◆ **Text section**:
# example code for training and evaluating hmm models


## define imports and constants


In [None]:
import sys
from pathlib import Path

# get project root for file paths and add project root to python path so imports work from notebooks folder
PROJECT_ROOT = Path("..").resolve()
if str(PROJECT_ROOT) not in sys.path:
    sys.path.insert(0, str(PROJECT_ROOT))

from hmm.preprocess import build_sequences_from_csv
from hmm.hmm_model import (
    train_supervised_hmm,
    train_unsupervised_hmm,
    sequence_accuracy,
    map_hidden_states_to_outcomes,
    convert_hidden_to_observed,
    infer_num_symbols,
)
from hmm.hmm_viterbi import viterbi_on_sequences

import numpy as np
import matplotlib.pyplot as plt

# constants
DATA_PATH = str(PROJECT_ROOT / "data" / "allseasons.csv")  # path where game data is stored
HOLDOUT_SEASONS = (2018, 2024)  # test set seasons
NUM_STATES = 2  # 0 = loss, 1 = win (if 2 states, else state to win/loss mapping is done later)
NUM_BINS = 9

# notebook plotting defaults
plt.style.use("seaborn-v0_8")
%matplotlib inline


## load and inspect sequences


In [32]:
# build sequences using specified holdout seasons
(
    train_states,
    train_obs,
    test_states,
    test_obs,
    train_seasons,
    test_seasons,
) = build_sequences_from_csv(
    DATA_PATH,
    holdout_seasons=HOLDOUT_SEASONS,
    num_bins=NUM_BINS,
)

print(f"num train sequences: {len(train_states)}")
print(f"num test sequences: {len(test_states)}")

◆ **Data listing**:
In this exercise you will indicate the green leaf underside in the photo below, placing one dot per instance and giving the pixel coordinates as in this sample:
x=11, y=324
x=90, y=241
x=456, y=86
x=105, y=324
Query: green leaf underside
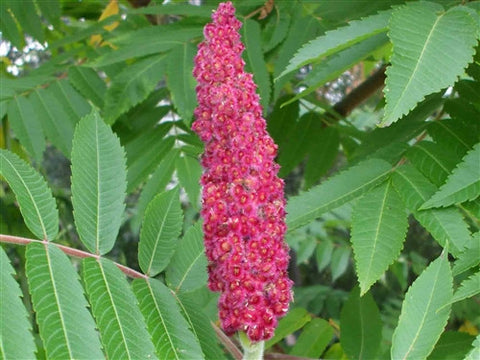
x=431, y=48
x=255, y=63
x=160, y=231
x=189, y=172
x=469, y=257
x=98, y=183
x=294, y=320
x=35, y=199
x=119, y=320
x=187, y=269
x=421, y=322
x=147, y=41
x=468, y=288
x=336, y=191
x=155, y=185
x=24, y=124
x=463, y=184
x=16, y=340
x=66, y=327
x=169, y=329
x=338, y=39
x=200, y=325
x=361, y=326
x=445, y=225
x=379, y=227
x=133, y=85
x=88, y=83
x=433, y=160
x=313, y=340
x=180, y=80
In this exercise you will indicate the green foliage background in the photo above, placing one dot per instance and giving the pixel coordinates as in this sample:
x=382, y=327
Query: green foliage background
x=102, y=253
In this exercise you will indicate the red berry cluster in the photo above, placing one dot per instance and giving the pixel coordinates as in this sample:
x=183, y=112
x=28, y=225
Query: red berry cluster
x=243, y=201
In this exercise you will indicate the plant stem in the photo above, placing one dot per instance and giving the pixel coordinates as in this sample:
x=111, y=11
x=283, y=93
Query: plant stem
x=251, y=351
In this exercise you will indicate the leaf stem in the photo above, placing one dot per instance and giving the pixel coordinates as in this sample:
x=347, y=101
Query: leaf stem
x=251, y=351
x=10, y=239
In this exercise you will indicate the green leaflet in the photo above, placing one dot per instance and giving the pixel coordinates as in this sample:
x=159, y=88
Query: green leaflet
x=294, y=320
x=255, y=63
x=170, y=331
x=463, y=183
x=445, y=225
x=88, y=83
x=313, y=340
x=98, y=183
x=26, y=127
x=66, y=326
x=16, y=340
x=428, y=57
x=336, y=191
x=160, y=231
x=180, y=80
x=35, y=199
x=361, y=326
x=147, y=41
x=133, y=85
x=187, y=269
x=379, y=227
x=338, y=39
x=422, y=321
x=188, y=172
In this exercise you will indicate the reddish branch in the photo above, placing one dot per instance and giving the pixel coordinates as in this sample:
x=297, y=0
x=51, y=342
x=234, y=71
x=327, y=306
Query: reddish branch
x=69, y=251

◆ **Tasks to perform**:
1 > In the HMM notebook code, why is the project root added to the Python path? Answer in one to three sentences.
2 > Extend the HMM notebook code, starting after its last line.

◆ **Task-by-task results**:
1 > The project root is inserted into sys.path so that the imports from the hmm package work when the notebook runs from the notebooks folder.

2 >
# compute basic length statistics for sequences
train_lengths = [s.size for s in train_states]
test_lengths = [s.size for s in test_states]

print()
print("train sequence length stats (min / max / mean):",
      np.min(train_lengths), np.max(train_lengths), np.mean(train_lengths))
print("test sequence length stats (min / max / mean):",
      np.min(test_lengths), np.max(test_lengths), np.mean(test_lengths))


num train sequences: 686
num test sequences: 60

train sequence length stats (min / max / mean): 63 84 80.08746355685132
test sequence length stats (min / max / mean): 81 83 81.9


## train supervised hmm


In [33]:
# choose training routine based on requested number of states
num_symbols = infer_num_symbols(train_obs)
unique_train_labels = sorted(
    {int(label) for seq in train_states for label in np.unique(seq)}
)
use_unsupervised = NUM_STATES > len(unique_train_labels)

if use_unsupervised:
    pi, A, B, log_likelihoods = train_unsupervised_hmm(
        obs_sequences=train_obs,
        num_states=NUM_STATES,
        num_symbols=num_symbols,
        smoothing=1e-3,
        max_iters=75,
        tol=1e-3,
        random_state=0,
    )
    train_mode = "unsupervised (baum-welch)"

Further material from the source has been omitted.